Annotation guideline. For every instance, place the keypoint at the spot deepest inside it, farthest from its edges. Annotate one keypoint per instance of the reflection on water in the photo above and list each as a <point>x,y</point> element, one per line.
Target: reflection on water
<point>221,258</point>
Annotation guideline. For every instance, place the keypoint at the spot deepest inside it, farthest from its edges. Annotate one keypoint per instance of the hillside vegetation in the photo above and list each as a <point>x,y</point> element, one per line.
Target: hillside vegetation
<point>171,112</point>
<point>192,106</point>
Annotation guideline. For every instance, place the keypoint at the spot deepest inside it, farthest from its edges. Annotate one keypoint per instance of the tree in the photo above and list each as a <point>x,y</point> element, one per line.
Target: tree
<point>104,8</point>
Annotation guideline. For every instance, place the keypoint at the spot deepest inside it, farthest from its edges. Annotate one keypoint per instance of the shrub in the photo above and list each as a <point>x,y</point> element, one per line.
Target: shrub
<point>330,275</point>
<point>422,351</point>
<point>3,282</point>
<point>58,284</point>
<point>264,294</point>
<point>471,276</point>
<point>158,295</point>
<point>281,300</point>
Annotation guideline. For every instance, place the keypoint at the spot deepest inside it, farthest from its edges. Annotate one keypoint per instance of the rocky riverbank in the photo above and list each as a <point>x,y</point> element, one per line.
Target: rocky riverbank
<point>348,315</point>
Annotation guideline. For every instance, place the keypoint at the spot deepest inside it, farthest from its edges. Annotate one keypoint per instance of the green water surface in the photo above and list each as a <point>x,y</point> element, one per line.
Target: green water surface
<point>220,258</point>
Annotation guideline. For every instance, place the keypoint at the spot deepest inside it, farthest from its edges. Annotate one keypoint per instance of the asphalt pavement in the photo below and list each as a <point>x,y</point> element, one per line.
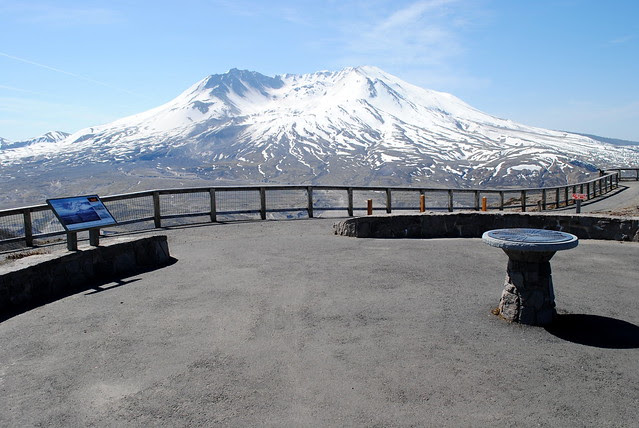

DIRECTIONS: Reproduce the rows from the beginning through the line containing "<point>192,106</point>", with both ends included and the requests kept as they are. Multiply every point coordinate in the answers by 1.3 and round each to a whole number, rounding halves up.

TASK RESULT:
Annotation guideline. For every instance, place the keypoint at the spot deepest inside it, farthest from its edges. Annotate one keypoint per instance of the reflection on water in the photo above and list each as a <point>x,y</point> element, one per line.
Target: reflection on water
<point>287,335</point>
Annotation guideline. For every instance, place the keypoint at the spot deepest inside it, farthest from its edges. Annotate one keypoint per instance of the hillside vegetation in the photo above and list each as a <point>x,y</point> element, one per line.
Target: hillside vegetation
<point>222,146</point>
<point>250,138</point>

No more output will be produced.